■ Extracted entries ■
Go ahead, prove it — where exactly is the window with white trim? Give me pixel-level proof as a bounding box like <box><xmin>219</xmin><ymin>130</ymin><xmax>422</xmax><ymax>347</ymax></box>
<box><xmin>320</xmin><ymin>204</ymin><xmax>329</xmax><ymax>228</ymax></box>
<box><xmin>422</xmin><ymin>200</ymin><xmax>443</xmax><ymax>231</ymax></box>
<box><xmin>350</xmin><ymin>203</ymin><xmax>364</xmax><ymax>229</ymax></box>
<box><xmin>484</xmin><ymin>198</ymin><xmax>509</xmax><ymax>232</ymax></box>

■ Aim of the exercise ■
Copy all of the lines above, renaming "white trim" to "green shutters" and changing nothing else.

■ Exercise result ■
Go ahead, prove it — where exactly is the window with green shutters? Give me pixel-level proof as a bounding box like <box><xmin>219</xmin><ymin>130</ymin><xmax>422</xmax><ymax>347</ymax></box>
<box><xmin>320</xmin><ymin>204</ymin><xmax>329</xmax><ymax>228</ymax></box>
<box><xmin>422</xmin><ymin>200</ymin><xmax>443</xmax><ymax>231</ymax></box>
<box><xmin>350</xmin><ymin>203</ymin><xmax>364</xmax><ymax>229</ymax></box>
<box><xmin>484</xmin><ymin>198</ymin><xmax>509</xmax><ymax>232</ymax></box>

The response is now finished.